Особого разговора заслуживают приемы изобразительного языка романа и фильма. Язык романа Г.Адамова то близок к газетно-очерковому («Капитан пробежал строки радиограммы и поднял бледное лицо. Он повернулся к застывшей команде, окинул глазами этих людей, ставших ему такими близкими и дорогими в течение трехмесячного незабываемого похода, и, взмахнув листком, воскликнул: «Слушать радиограмму Центрального Комитета Коммунистической партии и правительства!»), то вдруг наполняется цветистыми описаниями подводной живности («Проплыла прозрачная, как будто вылитая из чистейшего стекла ... медуза. Ее студенистое тело было окаймлено нежной бахромой, а из середины опускались, развиваясь, как пучок разноцветных шнурков, длинные щупальца. ... Возле одного из этих нежных созданий мелькнула маленькая серебристая рыбка, и вмиг картина изменилась. ... Щупальца сжались, подтянулись под колокол, ко рту медузы, и в следующее мгновение Павлик увидел уже сквозь ее прозрачное тело темные очертания пеpеваpиваемой рыбки; целиком она не поместилась в желудке медузы, и хвост торчал еще через рот наружу»).

Задача: К какому языку, согласно предоставленному фрагменту, порой близок язык романа Г. Адамова? Следующий перечень взят из другого источника.

Часть набора данных:
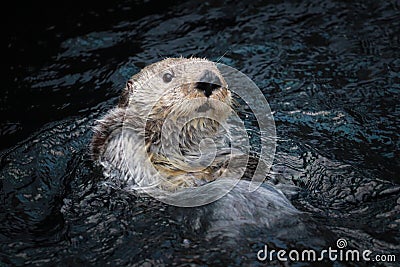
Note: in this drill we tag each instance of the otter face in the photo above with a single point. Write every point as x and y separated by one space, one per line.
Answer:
186 87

Ответ: К газетно-очерковому.